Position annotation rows
==============================
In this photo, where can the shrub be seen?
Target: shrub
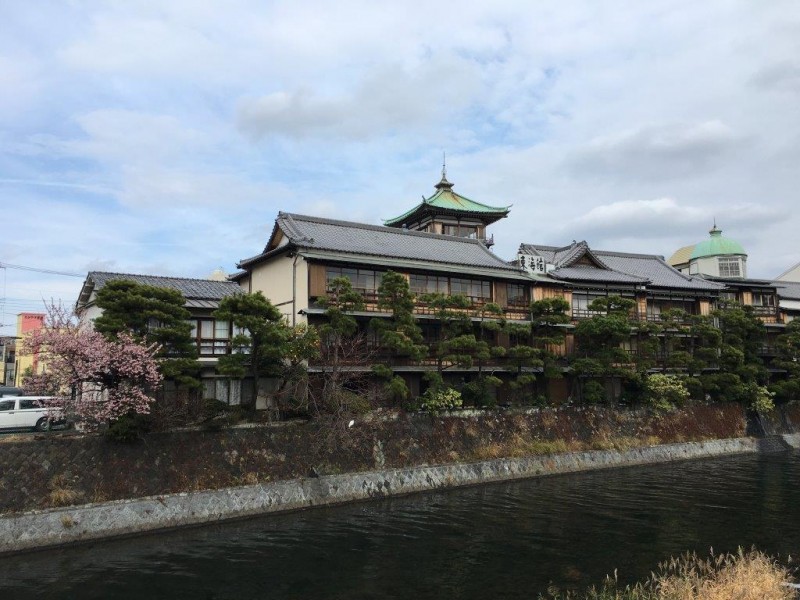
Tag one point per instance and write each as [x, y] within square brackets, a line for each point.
[761, 398]
[128, 428]
[695, 388]
[594, 392]
[479, 391]
[665, 392]
[435, 401]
==============================
» **What you should do**: Copy every row above word for word, but leave out the pictures.

» **Written answer**:
In this photo, where can the shrub be seen?
Target: shrub
Tag one point per instance and write each as [x, y] within square brackets, a line for each point.
[761, 398]
[128, 428]
[695, 388]
[594, 392]
[479, 391]
[665, 392]
[435, 401]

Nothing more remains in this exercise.